Page -
----------------------------------------
The unprecedented global financial crisis and the unprecedented economic downturn have seriously damaged economic growth and financial stability and have provoked a strong deterioration in financial and economic conditions in several Member States. In particular, certain Member States are experiencing or are threatened with serious difficulties, notably problems concerning their economic growth and financial stability and a deterioration in their deficit and debt position, due to the international economic and financial environment.
(2)
Whilst important actions to counterbalance the negative effects of the crisis have already been taken, including amendments to the legislative framework, the impact of the financial crisis on the real economy, the labour market and citizens is being widely felt. Pressure on national financial resources is increasing and further steps should be taken to alleviate that pressure through the maximal and optimal use of funding from the European Fisheries Fund.
(3)
Pursuant to Article 122(2) of the Treaty on the Functioning of the European Union, which provides for the possibility of granting Union financial assistance to a Member State in difficulties or seriously threatened with severe difficulties caused inter alia by exceptional occurrences beyond its control, Council Regulation (EU) No 407/2010 (3) established a European financial stabilisation mechanism, with a view to preserving the financial stability of the Union.
(4)
By Council Implementing Decisions 2011/77/EU (4) and 2011/344/EU (5) respectively, Ireland and Portugal were granted such Union financial assistance.
(5)
----------------------------------------
Exercise 1 - According to the financial crisis passage, which two countries were granted Union financial assistance?
The listing that follows has no connection to the financial crisis passage.

Entries -
----------------------------------------
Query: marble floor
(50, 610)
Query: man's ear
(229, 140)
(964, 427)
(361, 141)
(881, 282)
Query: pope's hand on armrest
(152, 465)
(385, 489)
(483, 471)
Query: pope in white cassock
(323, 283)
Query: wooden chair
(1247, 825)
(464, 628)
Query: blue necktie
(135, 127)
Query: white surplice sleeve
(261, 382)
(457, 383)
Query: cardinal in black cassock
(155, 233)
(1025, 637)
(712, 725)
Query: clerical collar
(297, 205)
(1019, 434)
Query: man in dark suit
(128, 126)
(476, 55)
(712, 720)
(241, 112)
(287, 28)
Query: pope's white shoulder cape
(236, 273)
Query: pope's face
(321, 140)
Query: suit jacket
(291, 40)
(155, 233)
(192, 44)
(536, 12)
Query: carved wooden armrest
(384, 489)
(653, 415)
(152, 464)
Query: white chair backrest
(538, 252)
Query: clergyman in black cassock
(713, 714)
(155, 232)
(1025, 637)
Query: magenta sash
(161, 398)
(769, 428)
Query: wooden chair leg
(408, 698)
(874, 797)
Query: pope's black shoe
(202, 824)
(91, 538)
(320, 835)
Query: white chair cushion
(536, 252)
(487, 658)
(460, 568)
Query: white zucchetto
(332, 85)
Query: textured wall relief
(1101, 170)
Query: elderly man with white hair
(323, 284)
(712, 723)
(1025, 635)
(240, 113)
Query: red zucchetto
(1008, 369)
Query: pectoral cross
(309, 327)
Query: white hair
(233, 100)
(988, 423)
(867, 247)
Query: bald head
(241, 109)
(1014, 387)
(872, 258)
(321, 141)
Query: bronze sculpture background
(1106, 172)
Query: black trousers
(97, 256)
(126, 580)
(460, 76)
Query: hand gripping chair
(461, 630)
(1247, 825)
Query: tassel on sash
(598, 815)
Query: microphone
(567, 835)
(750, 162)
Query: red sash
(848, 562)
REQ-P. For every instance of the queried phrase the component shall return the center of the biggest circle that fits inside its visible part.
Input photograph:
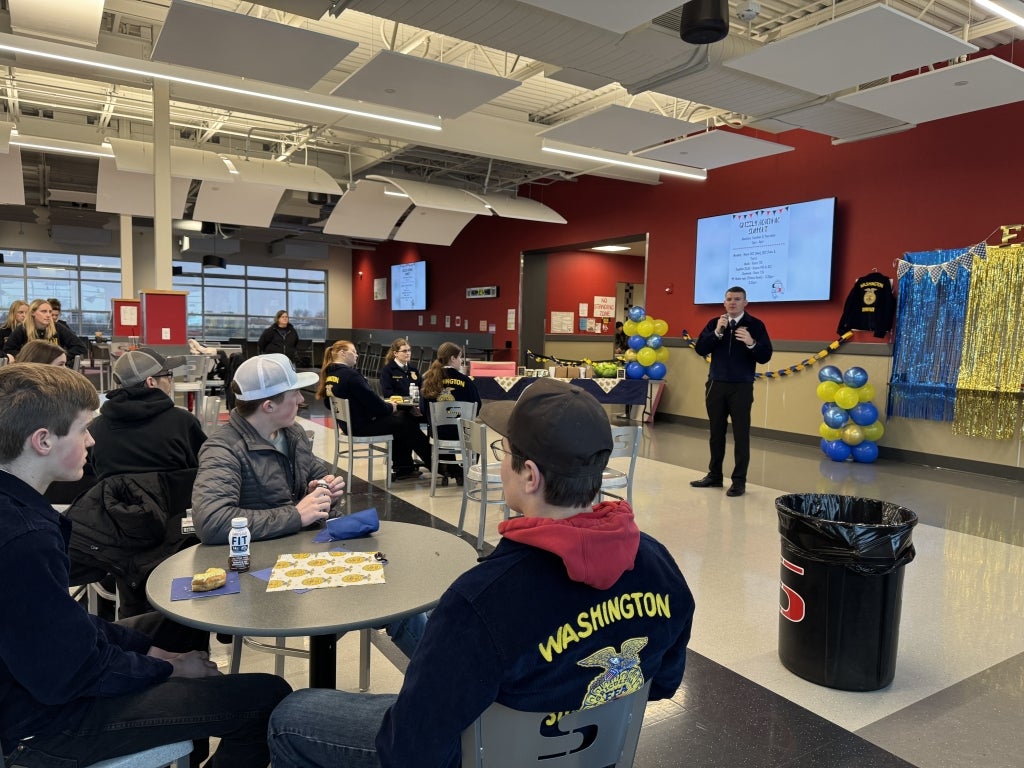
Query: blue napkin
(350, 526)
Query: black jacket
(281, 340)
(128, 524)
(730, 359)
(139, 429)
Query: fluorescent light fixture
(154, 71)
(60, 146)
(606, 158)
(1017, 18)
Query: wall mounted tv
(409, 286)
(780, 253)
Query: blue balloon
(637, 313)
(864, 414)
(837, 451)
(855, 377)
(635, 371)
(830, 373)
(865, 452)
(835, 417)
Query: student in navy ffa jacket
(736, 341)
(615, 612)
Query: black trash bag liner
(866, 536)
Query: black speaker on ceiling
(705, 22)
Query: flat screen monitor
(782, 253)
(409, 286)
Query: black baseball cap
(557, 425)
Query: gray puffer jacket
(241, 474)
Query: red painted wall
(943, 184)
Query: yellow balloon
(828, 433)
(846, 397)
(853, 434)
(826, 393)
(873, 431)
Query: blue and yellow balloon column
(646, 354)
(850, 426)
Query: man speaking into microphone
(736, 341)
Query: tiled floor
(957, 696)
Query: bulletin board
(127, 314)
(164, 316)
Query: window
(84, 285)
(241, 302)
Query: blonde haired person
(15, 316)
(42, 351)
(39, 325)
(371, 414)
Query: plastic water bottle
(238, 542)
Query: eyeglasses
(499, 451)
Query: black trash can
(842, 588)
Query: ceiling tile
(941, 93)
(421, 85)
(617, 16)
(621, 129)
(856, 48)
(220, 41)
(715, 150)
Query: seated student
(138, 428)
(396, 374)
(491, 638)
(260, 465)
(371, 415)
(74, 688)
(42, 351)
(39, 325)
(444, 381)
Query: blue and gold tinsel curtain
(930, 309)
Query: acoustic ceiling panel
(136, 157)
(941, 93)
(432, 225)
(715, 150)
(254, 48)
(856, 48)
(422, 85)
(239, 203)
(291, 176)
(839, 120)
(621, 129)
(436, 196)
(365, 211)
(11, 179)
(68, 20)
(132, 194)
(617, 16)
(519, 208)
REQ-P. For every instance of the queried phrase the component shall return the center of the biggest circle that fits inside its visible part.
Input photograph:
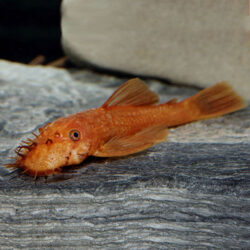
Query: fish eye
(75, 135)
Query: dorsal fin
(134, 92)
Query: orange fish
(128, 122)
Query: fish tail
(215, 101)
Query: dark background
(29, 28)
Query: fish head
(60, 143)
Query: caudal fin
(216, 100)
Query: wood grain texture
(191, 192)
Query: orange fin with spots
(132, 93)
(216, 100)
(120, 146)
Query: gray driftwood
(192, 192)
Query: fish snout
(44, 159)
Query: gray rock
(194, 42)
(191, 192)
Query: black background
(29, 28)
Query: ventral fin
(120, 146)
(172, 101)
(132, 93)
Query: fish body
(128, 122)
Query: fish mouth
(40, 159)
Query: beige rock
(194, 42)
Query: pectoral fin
----------------------------------------
Exercise 2 - Copy the listing word for word, starting at the line that contains "Query: blue and gold tinsel curtain" and ending at the last line of the listing, both included. Leave out the pictures.

Finished answer 1 - Ireland and Portugal.

Finished answer 2 -
Query: blue and gold tinsel curtain
(930, 309)
Query: acoustic ceiling panel
(136, 157)
(941, 93)
(432, 225)
(715, 150)
(254, 48)
(856, 48)
(422, 85)
(239, 203)
(291, 176)
(839, 120)
(621, 129)
(436, 196)
(365, 211)
(11, 179)
(68, 20)
(132, 194)
(617, 16)
(519, 208)
REQ-P. For every instance of the queried phrase the component shall return the center of the biggest circle that fits inside its visible part.
Input photograph:
Query: fish eye
(75, 135)
Query: dorsal fin
(134, 92)
Query: orange fish
(128, 122)
Query: fish tail
(215, 101)
Query: dark background
(29, 28)
Query: fish head
(60, 143)
Query: caudal fin
(216, 100)
Query: wood grain texture
(191, 192)
Query: orange fin with spots
(132, 93)
(216, 100)
(120, 146)
Query: gray driftwood
(192, 192)
Query: fish snout
(44, 159)
Query: gray rock
(194, 42)
(191, 192)
Query: black background
(29, 28)
Query: ventral fin
(120, 146)
(172, 101)
(132, 93)
Query: fish body
(128, 122)
Query: fish mouth
(40, 159)
Query: beige rock
(194, 42)
Query: pectoral fin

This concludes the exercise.